> Excerpt to read:

--- START ---

# sunday pics



## joe01 (Apr 16, 2004)

Had a fun day on sunday. Here are a few pic. pulled fish all day


----------



## KSUFLASH (Apr 14, 2004)

looks like you were havin fun...gratz!!!

flash--------------------------out


----------



## Chucky (Apr 6, 2006)

Great lookin steelies. What river was you fishing?


----------



## joe01 (Apr 16, 2004)

Sorrie chucky I don't kiss and tell


----------



## peple of the perch (Sep 13, 2004)

joe01 said:


> Sorrie chucky I don't kiss and tell


yes but there is show n'tell


----------



## liquidsoap (Oct 22, 2005)

Very cool Joe! Have you been going down to rocky at all?


----------



## joe01 (Apr 16, 2004)

peple,
yes just learned a big lesson!!!!!  For now on pic we be done different.

Soap, yes, PM me


----------



## KSUFLASH (Apr 14, 2004)

now you know why nobody posts the background when they take a pic of their fish to show off....your hole is now fished out because the trolls that don't post and just take from the site are already there getting fish.

They were nice fish though...

flash---------------------------------------out


----------



## joe01 (Apr 16, 2004)

ya it sucks, One thing that people just don't understand, you have to put your time in and read and learn from others and then you have lots of fun... I walk all of rocky river when I fish you would be surprised where fish are


----------



## KSUFLASH (Apr 14, 2004)

--- END ---

> Supplied entries:
--- START ---

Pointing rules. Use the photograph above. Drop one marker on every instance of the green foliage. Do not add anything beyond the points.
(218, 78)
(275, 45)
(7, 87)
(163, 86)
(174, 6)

--- END ---

> Exercise tasks:
(a) Summarize the sunday pics thread in two sentences.
(b) From the sunday pics thread, quote the passage from "Soap, yes, PM" up to and including "nice fish though...".
(c) In the sunday pics thread, which river does joe01 say he walks all of when he fishes?
Nothing in the rows is needed here.

> Task-by-task outputs:
(a) joe01 shared pictures from a Sunday spent pulling fish all day, and others praised the catch, though joe01 would not tell Chucky which river it was. KSUFLASH warned that showing the background in fish photos lets people who only take from the site find and fish out the spot, and joe01 agreed, saying people need to put in their time reading and learning from others.

(b)
Soap, yes, PM me


----------



## KSUFLASH (Apr 14, 2004)

now you know why nobody posts the background when they take a pic of their fish to show off....your hole is now fished out because the trolls that don't post and just take from the site are already there getting fish.

They were nice fish though...

(c) Rocky River.